PROBLEM
Collect every line of the records below that contains the word "shawl", copying each line in full. Matching is case-sensitive.

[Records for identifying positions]
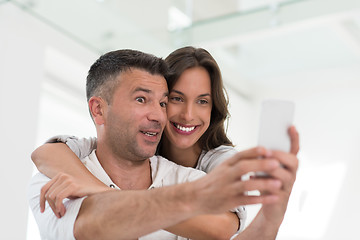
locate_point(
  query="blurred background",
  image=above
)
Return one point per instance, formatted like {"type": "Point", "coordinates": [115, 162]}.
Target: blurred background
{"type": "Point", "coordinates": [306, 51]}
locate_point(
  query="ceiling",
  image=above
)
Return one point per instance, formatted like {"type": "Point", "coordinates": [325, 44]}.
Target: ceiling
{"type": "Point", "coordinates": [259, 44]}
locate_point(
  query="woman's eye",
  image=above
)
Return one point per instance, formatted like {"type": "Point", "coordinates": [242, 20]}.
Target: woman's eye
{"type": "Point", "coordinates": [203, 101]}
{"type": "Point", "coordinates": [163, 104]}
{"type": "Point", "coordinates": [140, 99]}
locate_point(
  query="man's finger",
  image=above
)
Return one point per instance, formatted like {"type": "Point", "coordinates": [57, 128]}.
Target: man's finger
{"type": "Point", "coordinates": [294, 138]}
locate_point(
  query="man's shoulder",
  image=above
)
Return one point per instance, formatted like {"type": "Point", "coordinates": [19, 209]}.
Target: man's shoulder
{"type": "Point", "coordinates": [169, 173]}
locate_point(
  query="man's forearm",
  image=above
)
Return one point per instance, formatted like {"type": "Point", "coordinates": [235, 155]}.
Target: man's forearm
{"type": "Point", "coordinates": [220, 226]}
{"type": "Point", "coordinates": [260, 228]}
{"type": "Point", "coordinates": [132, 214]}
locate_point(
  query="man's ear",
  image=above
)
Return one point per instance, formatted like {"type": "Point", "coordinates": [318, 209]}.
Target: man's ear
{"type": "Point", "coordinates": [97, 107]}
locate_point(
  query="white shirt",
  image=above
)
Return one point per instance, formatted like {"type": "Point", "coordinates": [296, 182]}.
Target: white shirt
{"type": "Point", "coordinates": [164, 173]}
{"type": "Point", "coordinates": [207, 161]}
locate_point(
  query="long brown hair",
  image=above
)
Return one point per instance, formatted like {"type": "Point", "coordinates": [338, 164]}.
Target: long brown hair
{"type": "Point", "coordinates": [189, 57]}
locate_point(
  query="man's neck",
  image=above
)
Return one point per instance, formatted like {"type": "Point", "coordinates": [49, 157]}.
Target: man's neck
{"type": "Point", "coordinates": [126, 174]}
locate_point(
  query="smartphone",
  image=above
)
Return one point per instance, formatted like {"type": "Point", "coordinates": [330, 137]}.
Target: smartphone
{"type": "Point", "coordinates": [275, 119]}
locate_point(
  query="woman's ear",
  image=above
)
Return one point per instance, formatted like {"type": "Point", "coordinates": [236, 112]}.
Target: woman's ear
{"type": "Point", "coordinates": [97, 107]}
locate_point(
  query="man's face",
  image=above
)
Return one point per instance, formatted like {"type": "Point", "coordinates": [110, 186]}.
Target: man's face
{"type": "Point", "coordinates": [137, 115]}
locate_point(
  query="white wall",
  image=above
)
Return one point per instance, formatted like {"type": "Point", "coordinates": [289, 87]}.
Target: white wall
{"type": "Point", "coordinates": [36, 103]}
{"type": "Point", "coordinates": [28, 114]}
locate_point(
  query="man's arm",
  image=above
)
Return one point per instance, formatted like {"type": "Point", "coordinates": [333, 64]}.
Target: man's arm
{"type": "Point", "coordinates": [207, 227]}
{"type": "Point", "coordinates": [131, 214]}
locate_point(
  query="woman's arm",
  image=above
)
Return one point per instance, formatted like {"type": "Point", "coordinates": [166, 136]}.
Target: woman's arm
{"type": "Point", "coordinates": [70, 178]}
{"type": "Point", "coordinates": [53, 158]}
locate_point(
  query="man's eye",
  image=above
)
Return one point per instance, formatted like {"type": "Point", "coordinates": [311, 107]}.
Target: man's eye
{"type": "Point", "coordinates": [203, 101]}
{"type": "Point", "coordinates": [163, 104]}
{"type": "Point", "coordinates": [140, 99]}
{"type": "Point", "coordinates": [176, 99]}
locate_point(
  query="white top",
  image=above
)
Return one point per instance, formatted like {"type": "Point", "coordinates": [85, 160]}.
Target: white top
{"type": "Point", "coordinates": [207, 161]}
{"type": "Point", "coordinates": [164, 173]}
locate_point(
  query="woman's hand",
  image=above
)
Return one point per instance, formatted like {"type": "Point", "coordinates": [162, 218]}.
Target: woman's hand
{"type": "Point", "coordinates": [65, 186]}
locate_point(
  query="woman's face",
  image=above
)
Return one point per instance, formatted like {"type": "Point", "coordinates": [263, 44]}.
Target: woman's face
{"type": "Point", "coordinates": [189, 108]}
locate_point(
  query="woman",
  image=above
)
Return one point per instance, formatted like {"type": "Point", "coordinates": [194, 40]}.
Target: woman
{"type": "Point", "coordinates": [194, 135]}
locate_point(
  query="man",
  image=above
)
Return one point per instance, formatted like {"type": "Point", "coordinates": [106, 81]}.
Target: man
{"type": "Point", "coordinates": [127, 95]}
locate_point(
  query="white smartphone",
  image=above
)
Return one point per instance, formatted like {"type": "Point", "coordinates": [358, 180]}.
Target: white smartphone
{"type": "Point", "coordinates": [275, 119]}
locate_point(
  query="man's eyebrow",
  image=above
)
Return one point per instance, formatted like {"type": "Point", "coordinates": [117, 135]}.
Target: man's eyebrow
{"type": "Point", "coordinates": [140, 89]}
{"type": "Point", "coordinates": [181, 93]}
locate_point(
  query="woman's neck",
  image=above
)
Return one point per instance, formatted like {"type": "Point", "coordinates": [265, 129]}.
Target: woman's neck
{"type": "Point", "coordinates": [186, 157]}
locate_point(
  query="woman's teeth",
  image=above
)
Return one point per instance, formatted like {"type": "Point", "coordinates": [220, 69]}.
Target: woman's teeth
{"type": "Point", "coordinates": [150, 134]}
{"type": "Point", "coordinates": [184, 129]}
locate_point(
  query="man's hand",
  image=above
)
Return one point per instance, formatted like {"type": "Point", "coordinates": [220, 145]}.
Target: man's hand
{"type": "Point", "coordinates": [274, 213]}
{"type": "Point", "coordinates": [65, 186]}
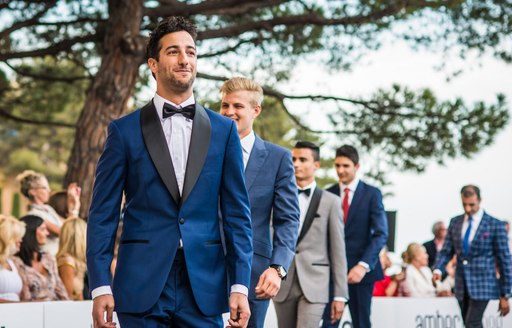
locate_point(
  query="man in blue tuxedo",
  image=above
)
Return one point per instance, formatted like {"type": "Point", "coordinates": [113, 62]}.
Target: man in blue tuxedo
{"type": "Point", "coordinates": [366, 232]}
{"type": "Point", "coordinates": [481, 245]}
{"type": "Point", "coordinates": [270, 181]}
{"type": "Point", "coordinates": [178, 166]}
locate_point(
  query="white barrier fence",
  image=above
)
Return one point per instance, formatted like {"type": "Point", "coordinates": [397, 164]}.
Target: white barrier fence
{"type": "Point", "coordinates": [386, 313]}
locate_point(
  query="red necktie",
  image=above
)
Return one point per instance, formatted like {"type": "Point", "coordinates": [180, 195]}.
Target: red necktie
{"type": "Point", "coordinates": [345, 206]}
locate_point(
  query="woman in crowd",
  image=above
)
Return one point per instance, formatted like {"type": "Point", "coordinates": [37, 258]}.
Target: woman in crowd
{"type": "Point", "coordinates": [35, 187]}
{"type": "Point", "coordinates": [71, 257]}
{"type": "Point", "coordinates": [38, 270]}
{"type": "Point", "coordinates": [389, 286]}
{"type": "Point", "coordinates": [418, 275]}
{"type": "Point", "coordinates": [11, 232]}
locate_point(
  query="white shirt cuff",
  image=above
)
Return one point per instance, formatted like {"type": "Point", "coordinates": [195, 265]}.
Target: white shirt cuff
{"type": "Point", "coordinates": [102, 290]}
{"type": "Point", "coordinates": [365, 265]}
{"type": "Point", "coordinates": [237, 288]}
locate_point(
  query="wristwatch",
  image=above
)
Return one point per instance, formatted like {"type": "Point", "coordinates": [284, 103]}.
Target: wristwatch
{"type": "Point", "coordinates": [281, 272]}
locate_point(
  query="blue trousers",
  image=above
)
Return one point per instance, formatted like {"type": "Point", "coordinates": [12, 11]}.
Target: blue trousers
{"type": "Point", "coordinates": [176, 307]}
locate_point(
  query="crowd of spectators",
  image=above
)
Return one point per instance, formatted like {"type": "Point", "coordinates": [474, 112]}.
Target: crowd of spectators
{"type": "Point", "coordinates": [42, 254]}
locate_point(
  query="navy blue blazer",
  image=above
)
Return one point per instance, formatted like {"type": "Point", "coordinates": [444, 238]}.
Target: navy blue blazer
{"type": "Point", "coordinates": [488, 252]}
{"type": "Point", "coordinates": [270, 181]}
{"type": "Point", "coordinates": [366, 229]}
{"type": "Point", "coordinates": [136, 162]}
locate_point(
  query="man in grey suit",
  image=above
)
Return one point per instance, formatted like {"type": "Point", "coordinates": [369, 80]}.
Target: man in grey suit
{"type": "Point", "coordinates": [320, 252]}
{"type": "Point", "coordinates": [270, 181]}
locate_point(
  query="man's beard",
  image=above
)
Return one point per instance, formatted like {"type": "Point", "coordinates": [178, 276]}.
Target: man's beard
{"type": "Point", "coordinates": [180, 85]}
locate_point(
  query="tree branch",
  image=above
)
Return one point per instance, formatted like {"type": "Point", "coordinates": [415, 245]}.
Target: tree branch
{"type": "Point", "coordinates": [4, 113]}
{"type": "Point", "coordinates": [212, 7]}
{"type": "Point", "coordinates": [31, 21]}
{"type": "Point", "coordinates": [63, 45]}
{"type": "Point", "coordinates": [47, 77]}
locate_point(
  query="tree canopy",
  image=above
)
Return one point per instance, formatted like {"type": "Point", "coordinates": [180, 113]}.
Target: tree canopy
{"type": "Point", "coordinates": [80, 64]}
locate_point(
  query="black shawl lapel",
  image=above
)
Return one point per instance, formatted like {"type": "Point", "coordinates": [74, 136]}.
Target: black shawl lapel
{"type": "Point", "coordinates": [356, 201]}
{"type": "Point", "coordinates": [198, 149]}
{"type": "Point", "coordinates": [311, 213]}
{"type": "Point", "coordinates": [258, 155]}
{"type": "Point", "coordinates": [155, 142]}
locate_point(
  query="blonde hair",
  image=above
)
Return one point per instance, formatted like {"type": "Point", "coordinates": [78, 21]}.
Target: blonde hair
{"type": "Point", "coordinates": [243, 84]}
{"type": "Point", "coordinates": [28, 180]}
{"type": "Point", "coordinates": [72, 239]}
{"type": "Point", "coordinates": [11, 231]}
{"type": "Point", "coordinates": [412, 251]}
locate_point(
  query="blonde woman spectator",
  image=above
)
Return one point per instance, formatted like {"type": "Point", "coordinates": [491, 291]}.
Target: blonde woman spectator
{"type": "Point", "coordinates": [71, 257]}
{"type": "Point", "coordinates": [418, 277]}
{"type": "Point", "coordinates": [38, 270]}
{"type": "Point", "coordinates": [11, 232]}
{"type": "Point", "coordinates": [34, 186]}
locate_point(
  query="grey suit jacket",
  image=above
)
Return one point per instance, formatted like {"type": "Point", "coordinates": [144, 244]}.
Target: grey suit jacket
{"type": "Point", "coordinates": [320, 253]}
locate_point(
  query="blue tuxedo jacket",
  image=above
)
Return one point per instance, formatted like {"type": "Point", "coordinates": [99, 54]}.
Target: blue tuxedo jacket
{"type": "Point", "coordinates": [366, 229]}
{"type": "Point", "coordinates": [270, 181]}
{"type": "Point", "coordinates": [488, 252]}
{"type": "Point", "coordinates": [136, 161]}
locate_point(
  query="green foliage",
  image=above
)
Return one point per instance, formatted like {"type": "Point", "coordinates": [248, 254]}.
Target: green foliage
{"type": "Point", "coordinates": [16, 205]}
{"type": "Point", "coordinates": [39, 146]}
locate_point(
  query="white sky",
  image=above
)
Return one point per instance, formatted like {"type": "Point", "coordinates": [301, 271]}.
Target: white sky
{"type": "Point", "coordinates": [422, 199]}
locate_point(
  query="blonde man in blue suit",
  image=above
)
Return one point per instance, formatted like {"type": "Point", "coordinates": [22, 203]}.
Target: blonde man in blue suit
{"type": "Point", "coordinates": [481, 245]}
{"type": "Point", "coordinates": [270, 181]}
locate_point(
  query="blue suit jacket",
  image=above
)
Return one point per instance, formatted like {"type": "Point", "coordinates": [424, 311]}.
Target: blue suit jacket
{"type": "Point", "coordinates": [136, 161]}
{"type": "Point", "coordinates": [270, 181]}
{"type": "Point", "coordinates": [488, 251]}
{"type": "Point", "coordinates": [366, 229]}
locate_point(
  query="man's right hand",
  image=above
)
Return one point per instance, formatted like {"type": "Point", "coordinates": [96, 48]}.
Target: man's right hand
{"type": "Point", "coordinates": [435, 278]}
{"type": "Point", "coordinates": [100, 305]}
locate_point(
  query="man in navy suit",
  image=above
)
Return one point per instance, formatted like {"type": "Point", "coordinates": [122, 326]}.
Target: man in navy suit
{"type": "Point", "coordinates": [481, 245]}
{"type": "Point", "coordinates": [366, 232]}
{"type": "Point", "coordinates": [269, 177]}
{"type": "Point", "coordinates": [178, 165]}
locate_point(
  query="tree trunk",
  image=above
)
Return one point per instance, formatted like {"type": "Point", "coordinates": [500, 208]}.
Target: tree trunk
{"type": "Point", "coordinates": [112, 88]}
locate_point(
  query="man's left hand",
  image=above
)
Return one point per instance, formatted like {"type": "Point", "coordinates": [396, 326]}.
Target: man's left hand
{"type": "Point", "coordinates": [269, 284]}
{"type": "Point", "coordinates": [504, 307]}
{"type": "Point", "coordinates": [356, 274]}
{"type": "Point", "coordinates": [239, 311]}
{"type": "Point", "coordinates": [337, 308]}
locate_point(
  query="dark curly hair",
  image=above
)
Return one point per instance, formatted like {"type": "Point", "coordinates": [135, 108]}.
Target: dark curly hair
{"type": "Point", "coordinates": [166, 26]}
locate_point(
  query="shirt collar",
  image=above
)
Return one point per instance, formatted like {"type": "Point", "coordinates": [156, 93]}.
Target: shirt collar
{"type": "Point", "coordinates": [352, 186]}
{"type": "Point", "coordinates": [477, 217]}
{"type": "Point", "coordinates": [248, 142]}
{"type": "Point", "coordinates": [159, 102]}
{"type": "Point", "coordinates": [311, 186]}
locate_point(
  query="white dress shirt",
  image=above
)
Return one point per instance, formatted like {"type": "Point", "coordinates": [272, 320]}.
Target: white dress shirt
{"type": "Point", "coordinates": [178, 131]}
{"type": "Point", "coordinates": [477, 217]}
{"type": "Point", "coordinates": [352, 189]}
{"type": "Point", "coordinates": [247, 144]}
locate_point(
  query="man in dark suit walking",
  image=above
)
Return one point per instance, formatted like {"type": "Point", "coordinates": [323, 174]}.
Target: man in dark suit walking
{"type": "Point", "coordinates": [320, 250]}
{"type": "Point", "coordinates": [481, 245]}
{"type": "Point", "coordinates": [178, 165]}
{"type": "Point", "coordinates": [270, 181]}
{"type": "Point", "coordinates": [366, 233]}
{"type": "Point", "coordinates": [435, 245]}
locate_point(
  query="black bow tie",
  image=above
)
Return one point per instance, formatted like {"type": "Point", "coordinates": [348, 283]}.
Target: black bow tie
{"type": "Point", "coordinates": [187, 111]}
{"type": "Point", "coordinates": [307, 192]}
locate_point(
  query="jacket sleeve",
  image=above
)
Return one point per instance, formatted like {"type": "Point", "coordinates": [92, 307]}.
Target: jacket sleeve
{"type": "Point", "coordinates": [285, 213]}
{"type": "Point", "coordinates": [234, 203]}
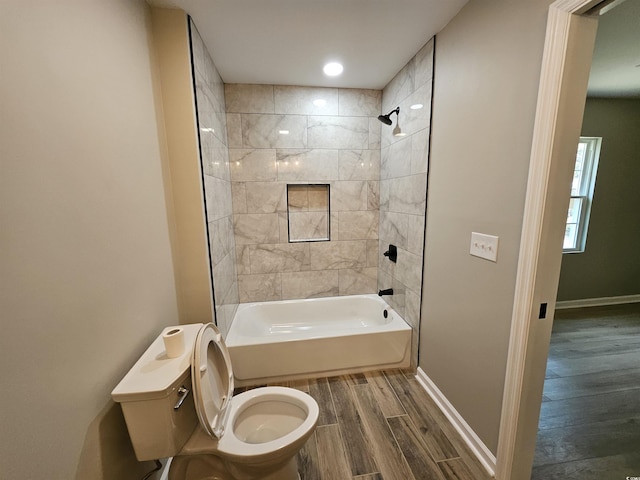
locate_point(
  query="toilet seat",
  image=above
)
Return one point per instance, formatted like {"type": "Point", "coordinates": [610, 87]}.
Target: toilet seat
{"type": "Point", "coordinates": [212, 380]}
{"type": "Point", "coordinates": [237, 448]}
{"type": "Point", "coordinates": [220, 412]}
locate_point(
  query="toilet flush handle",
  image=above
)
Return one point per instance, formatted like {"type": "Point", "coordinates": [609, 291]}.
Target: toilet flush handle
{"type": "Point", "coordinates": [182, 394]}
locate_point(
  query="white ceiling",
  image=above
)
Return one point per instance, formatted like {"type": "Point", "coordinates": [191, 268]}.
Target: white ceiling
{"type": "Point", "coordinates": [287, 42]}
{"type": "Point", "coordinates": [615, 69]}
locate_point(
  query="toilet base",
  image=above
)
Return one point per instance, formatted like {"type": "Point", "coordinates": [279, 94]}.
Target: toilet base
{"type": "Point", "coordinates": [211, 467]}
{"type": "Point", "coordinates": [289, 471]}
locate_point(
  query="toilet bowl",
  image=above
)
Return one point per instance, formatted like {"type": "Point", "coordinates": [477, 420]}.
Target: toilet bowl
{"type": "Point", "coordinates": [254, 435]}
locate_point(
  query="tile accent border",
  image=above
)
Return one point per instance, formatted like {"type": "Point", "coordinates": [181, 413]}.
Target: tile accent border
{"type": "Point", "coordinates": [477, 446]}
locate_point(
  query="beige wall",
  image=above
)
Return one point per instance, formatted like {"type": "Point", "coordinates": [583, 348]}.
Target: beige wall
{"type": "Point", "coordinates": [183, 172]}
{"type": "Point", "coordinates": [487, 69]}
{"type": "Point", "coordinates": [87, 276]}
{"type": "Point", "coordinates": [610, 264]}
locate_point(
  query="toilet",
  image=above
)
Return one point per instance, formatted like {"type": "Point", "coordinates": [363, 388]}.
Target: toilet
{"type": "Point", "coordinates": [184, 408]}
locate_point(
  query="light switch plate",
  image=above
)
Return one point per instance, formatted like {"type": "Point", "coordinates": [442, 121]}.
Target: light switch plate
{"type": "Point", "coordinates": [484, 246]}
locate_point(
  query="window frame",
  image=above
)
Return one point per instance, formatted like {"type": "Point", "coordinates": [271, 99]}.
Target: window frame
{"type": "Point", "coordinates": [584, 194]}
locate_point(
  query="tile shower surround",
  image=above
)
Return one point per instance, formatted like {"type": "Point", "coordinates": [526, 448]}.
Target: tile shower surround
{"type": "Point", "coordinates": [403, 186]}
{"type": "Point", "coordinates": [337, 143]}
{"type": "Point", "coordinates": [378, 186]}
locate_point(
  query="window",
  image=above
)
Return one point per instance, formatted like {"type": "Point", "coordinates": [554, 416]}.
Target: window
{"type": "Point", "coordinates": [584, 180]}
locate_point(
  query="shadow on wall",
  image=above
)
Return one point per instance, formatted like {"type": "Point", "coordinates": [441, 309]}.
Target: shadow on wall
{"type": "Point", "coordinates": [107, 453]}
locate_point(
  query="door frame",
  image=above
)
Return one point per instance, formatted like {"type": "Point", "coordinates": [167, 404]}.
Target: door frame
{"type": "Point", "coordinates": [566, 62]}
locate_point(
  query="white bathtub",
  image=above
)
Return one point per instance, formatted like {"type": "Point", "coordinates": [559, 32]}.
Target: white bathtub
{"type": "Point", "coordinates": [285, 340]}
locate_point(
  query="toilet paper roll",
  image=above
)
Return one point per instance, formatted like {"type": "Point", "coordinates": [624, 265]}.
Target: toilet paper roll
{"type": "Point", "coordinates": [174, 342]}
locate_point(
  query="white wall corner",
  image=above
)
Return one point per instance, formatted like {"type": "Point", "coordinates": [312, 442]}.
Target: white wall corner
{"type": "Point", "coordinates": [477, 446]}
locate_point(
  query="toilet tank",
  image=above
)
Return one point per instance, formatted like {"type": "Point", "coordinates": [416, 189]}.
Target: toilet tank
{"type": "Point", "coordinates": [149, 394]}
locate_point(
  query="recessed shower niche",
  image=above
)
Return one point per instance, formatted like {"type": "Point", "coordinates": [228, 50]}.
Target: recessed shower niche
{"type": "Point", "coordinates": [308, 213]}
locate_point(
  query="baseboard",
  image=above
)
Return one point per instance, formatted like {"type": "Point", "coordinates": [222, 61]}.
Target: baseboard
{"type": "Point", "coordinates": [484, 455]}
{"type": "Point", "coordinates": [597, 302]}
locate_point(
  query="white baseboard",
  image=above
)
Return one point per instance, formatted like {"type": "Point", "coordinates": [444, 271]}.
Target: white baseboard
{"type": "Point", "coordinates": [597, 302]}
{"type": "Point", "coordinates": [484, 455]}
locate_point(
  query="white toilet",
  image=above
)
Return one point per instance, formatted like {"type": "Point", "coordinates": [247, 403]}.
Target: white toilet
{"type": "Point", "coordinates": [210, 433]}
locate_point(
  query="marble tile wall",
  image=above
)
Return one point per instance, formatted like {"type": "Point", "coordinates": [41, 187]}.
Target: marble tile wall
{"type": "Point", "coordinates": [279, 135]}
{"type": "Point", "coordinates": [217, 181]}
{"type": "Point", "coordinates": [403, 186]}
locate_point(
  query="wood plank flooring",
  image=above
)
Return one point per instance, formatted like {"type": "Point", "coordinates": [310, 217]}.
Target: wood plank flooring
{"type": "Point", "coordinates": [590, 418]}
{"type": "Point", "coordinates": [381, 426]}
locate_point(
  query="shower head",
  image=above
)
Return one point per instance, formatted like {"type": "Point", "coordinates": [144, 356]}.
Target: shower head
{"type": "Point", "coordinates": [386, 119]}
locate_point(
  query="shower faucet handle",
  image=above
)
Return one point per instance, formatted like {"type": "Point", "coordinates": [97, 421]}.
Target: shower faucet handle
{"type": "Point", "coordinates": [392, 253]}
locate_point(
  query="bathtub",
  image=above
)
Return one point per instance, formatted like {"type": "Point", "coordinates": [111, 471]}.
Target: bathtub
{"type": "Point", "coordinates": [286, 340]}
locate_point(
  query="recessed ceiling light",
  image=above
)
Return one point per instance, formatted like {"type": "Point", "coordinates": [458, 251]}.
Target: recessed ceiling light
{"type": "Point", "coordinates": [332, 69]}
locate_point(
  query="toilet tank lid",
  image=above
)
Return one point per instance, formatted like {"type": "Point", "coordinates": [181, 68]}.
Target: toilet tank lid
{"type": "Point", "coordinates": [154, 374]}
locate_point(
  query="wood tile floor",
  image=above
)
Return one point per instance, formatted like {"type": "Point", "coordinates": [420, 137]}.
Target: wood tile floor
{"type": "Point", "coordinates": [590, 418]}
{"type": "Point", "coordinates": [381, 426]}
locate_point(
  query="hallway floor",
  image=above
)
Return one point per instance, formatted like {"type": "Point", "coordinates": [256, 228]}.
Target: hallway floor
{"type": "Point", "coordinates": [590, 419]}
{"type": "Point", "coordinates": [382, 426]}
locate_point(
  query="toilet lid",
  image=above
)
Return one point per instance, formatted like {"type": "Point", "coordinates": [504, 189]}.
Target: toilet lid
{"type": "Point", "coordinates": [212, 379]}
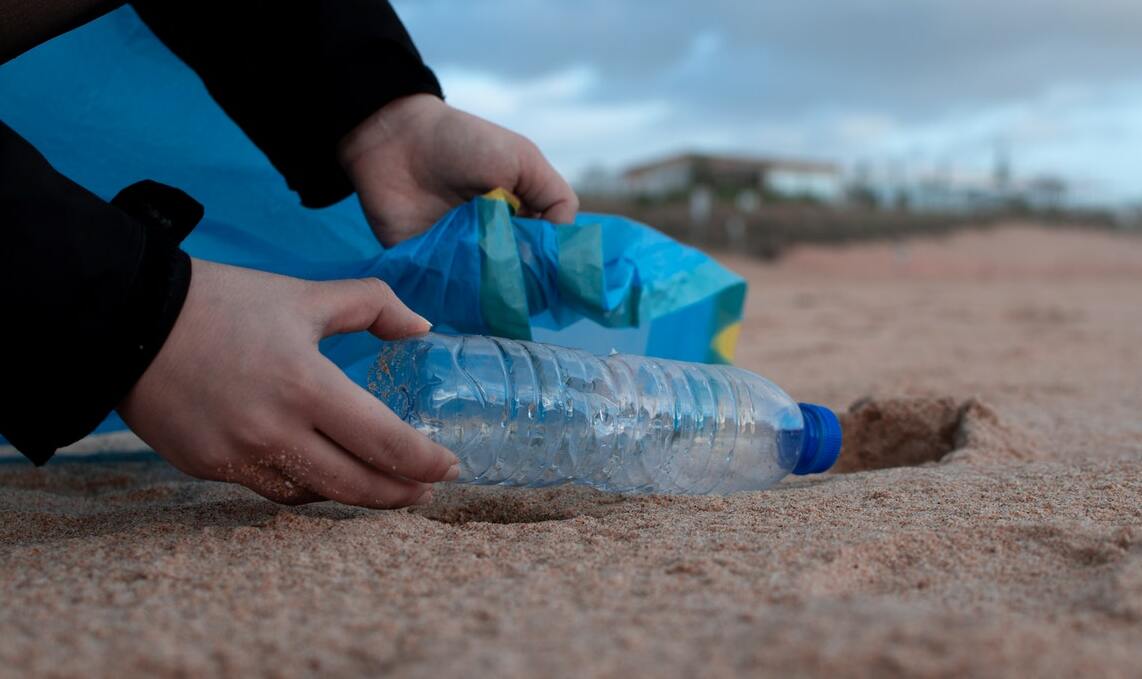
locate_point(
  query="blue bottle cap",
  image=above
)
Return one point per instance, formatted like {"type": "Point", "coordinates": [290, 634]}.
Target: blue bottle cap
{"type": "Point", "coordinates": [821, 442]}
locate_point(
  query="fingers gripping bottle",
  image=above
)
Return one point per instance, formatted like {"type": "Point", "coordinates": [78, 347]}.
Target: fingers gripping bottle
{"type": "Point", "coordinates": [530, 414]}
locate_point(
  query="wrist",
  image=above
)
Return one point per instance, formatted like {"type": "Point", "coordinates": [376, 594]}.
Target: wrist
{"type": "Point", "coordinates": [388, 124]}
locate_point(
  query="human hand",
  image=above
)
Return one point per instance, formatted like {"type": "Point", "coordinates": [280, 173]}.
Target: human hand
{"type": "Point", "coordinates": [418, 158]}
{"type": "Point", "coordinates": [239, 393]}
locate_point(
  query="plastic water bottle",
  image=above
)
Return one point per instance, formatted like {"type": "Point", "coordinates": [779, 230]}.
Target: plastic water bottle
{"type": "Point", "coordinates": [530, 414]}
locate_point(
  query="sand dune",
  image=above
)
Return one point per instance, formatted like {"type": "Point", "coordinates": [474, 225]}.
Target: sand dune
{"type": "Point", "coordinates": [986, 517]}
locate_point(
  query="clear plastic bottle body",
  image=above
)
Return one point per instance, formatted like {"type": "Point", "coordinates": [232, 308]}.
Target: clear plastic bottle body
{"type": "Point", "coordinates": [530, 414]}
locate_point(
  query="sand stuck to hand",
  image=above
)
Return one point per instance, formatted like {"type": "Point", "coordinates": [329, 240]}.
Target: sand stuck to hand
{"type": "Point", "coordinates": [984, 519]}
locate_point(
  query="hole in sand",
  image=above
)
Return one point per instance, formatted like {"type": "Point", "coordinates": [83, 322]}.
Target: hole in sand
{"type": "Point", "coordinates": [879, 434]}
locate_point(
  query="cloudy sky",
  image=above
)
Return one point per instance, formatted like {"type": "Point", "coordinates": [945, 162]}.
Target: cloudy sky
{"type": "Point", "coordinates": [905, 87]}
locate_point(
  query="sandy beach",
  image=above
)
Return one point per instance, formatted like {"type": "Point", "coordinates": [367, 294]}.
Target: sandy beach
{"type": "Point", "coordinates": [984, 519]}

COMPLETED EXERCISE
  query="black shawl lapel",
Target: black shawl lapel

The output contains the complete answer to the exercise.